▶ **EXTRAIT**

==============================

Mentionnons aussi l'étude de Yllö (Yllö & Bograd, 1988) sur les rapports entre le statut de la femme dans les différents Etats américains et les risques de violence encourus. Cette recherche, une des rares études quantitatives menées d'un point de vue féministe, cherche les déterminants de la violence au niveau macro-social et non au niveau de la famille et du couple.

Partant du recensement de la population des Etats-Unis et d'autres sources, Yllö a construit un indice mesurant le statut de la femme dans les différents Etats américains selon des critères économiques, politiques, sociaux et légaux.

Son résultat le plus intéressant consiste à montrer que le contexte social affecte le taux de violence selon un modèle curvilinéaire et non pas linéaire. Cela signifie que les taux de violence sont les plus hauts dans les Etats où le statut des femmes est le plus bas, qu'ils diminuent jusqu'à un certain point avec l'élévation de ce statut pour remonter dans les Etats où les femmes ont le statut le plus élevé. Yllö en conclut qu'un changement rapide vers l'égalité peut entraîner un violent "backlash" des hommes.

L'abus d'alcool

L'association entre abus d'alcool et violence se vérifie dans plusieurs recherches (Ackerman, 1988, Straus et Gelles, 1990, Statistique Canada, 1993). Toutefois le caractère causal de la relation constatée est mis en doute par de nombreux-ses spécialistes.

Les caractéristiques de la famille contemporaine

Gelles et Straus (1979) ont montré que certaines caractéristiques de la famille contemporaine en font un lieu à risque de violence. Ainsi le temps passé en interaction avec les membres de la famille plus important que le temps passé avec d'autres personnes. Ou encore l'implication émotionnelle qui rend les conflits plus passionnés que dans les interactions ordinaires, l'attribution des tâches et responsabilités en fonction des rôles de sexe et non pas en fonction des compétences ou des intérêts, le caractère privé de la sphère familiale et le bas degré de contrôle social qui s'exerce sur elle. 

Les chercheurs et chercheuses qui étudient les causes de la violence attirent toutefois l'attention sur le fait qu'aucun facteur pris isolément ne suffit à expliquer la violence, car celle-ci est un phénomène complexe et multicausal.

==============================

▶ **DONNÉES FOURNIES**
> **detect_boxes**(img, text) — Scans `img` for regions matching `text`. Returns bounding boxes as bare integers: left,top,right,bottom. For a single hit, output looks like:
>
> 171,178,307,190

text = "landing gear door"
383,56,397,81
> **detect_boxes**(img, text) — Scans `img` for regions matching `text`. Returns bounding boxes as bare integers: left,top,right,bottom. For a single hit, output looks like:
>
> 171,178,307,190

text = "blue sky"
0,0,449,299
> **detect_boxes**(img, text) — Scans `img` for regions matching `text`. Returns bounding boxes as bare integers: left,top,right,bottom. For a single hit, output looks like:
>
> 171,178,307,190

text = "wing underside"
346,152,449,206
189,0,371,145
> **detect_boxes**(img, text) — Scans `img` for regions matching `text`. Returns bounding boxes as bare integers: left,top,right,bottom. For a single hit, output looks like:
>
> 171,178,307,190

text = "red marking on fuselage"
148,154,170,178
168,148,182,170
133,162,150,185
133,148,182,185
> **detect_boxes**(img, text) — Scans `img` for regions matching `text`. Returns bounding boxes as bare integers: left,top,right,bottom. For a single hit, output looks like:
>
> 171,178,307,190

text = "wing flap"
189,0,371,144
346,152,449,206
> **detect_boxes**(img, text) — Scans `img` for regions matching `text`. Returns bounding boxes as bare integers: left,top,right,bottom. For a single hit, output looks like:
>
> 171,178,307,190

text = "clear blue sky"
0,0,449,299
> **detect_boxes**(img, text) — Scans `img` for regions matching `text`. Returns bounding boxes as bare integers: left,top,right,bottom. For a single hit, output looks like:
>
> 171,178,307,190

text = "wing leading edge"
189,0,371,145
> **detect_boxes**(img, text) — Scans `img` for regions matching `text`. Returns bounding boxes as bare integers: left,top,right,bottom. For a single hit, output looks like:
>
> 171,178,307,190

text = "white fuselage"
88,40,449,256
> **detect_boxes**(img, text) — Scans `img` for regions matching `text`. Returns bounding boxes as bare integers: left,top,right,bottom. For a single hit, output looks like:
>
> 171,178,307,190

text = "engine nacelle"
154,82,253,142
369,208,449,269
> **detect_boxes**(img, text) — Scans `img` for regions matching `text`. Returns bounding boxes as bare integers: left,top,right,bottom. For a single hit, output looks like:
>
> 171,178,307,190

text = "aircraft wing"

==============================

▶ **CONSIGNE**
Pouvez-vous recopier à l'identique le passage de l'extrait sur les causes de la violence, depuis "Partant du recensement" jusqu'à "sociaux et légaux." compris ?

▶ **SOLUTION**
Partant du recensement de la population des Etats-Unis et d'autres sources, Yllö a construit un indice mesurant le statut de la femme dans les différents Etats américains selon des critères économiques, politiques, sociaux et légaux.